## Passage to read
Warfield was inducted into the Pro Football Hall of Fame in 1983, his first year of eligibility, one of only five Dolphins to accomplish this feat (Jim Langer, Jason Taylor, Dan Marino and Don Shula). He is a member of the NFL 1970s All-Decade Team as one of the best players of the decade. In 1992, he was inducted into the National High School Hall of Fame. In 1999, he was ranked 60th on The Sporting News list of the 100 Greatest Football Players. He is on the Miami Dolphins Honor Roll, and was an inaugural inductee into the Cleveland Browns Ring of Honor in 2010. Warfield participated in the opening coin flip for the Ohio State–Michigan game in 2006 between the No. 1-ranked Buckeyes and No. 2-ranked Wolverines. In 2013, Warren G. Harding High School erected a life-size statue of Warfield near the school's stadium.

In 1977, Warfield earned a master's degree in telecommunications from Kent State University. During his time as a student, Warfield was a sportscaster for the morning drive program on the university's radio station, WKSU-FM, and presided over the station's first pledge drive in April 1974 following its conversion to a public radio outlet. He worked for WKYC in Cleveland as a sportscaster from 1977 to 1980. He also later served as president of a management consultant firm in Moraine, Ohio. From 1981 to 1987, he worked as director of player relations for the Browns, and from 2004 to 2010 was senior adviser to the general manager for the team. Warfield is retired and resides in Rancho Mirage, California.

## Entries provided
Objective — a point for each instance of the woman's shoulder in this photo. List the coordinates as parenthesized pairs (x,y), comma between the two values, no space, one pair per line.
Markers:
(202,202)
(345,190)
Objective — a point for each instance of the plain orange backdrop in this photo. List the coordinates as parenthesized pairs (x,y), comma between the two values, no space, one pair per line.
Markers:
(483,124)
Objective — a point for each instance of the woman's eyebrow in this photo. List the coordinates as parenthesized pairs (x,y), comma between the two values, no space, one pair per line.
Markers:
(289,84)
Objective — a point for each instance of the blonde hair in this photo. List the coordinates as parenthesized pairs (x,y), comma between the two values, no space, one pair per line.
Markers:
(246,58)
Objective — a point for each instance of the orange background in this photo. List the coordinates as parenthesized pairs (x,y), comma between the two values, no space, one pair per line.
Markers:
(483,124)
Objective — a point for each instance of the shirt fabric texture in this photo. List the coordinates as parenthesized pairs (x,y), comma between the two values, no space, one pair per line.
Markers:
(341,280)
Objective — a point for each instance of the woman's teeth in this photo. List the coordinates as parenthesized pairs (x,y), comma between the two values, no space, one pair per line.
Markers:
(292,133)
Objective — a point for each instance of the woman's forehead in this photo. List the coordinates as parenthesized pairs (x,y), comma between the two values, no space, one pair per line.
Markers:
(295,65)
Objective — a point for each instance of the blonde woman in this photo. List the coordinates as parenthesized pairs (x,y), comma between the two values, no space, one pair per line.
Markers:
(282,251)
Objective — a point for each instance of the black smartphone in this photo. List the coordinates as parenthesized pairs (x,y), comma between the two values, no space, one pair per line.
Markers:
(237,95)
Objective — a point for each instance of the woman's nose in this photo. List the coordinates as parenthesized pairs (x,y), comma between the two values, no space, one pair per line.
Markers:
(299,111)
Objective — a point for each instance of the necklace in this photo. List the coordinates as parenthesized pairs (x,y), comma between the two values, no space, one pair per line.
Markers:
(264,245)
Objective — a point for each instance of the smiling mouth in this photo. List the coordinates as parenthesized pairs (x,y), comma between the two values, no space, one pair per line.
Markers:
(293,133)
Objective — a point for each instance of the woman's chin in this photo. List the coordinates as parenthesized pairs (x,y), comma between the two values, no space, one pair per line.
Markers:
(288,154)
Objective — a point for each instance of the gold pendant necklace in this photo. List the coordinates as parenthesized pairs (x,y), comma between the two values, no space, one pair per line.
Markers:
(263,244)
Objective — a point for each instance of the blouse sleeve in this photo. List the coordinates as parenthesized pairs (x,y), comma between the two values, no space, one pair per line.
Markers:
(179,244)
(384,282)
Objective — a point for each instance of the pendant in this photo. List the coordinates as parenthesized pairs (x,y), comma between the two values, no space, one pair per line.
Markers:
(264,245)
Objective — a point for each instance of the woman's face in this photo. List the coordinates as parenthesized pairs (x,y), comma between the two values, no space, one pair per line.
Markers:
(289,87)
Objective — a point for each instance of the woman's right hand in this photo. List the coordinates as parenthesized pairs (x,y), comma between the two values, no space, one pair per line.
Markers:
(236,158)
---
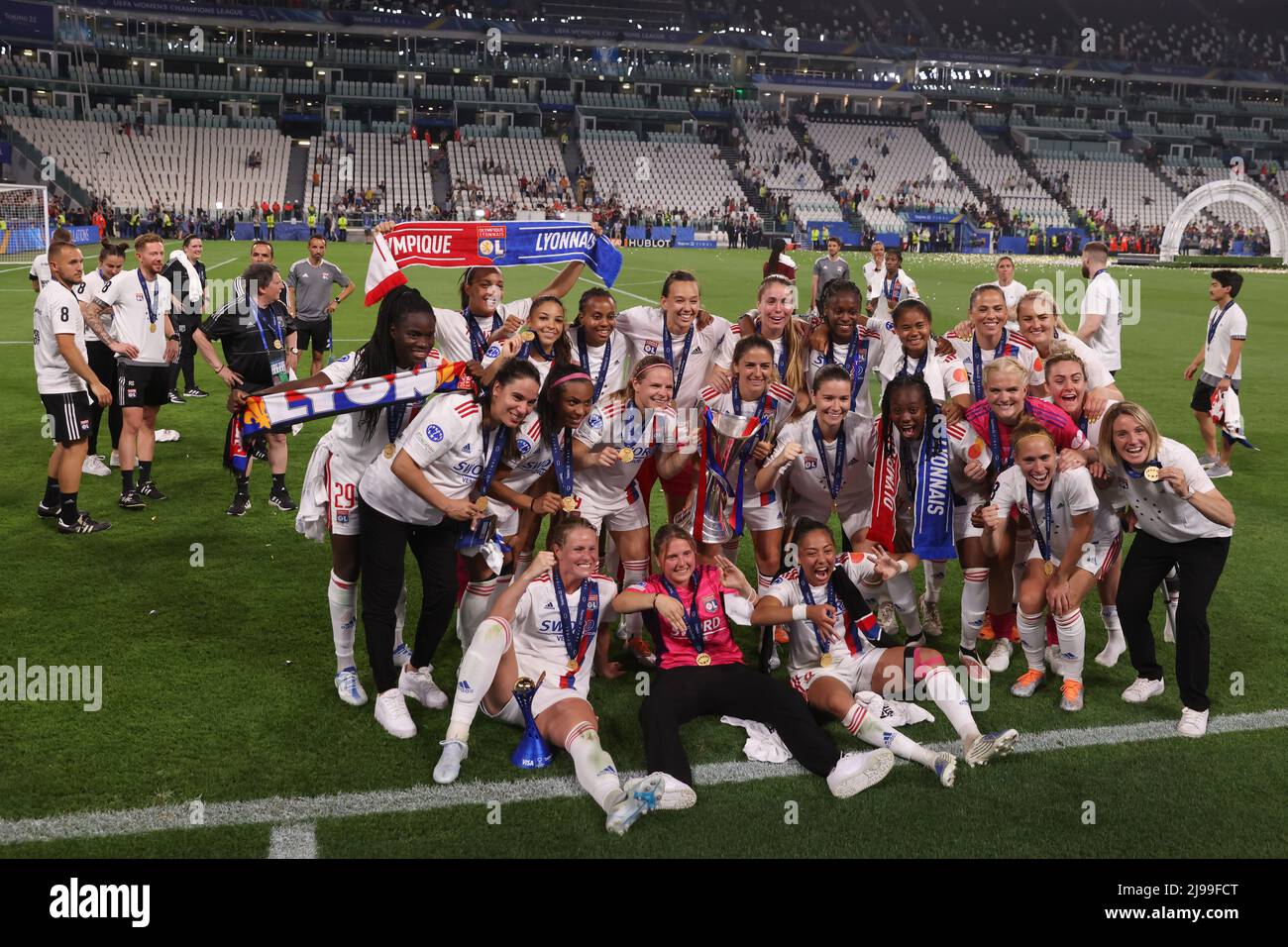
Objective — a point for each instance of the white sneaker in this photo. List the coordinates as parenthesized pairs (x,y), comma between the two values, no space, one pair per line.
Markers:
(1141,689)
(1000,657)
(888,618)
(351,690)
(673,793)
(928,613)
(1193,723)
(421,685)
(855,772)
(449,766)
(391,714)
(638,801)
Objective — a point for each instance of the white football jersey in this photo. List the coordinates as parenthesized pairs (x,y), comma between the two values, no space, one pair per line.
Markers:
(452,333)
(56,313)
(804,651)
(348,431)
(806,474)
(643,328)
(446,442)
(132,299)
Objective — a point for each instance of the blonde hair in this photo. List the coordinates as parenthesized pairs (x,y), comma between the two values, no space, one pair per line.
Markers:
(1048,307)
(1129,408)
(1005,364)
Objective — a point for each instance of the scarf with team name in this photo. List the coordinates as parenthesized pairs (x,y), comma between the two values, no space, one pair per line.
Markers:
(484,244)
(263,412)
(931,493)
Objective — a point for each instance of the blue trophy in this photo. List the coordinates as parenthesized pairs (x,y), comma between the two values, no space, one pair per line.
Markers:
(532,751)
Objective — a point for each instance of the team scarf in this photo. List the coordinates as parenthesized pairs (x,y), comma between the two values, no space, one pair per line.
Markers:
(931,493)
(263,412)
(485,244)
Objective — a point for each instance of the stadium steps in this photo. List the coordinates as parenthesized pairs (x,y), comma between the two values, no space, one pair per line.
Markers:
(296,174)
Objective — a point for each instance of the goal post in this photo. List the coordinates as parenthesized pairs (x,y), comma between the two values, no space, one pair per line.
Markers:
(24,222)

## Exercise instructions
Reproduce verbatim the portion of the Warfield passage starting at "In 1977, Warfield" and ending at "Rancho Mirage, California.".

## Written solution
In 1977, Warfield earned a master's degree in telecommunications from Kent State University. During his time as a student, Warfield was a sportscaster for the morning drive program on the university's radio station, WKSU-FM, and presided over the station's first pledge drive in April 1974 following its conversion to a public radio outlet. He worked for WKYC in Cleveland as a sportscaster from 1977 to 1980. He also later served as president of a management consultant firm in Moraine, Ohio. From 1981 to 1987, he worked as director of player relations for the Browns, and from 2004 to 2010 was senior adviser to the general manager for the team. Warfield is retired and resides in Rancho Mirage, California.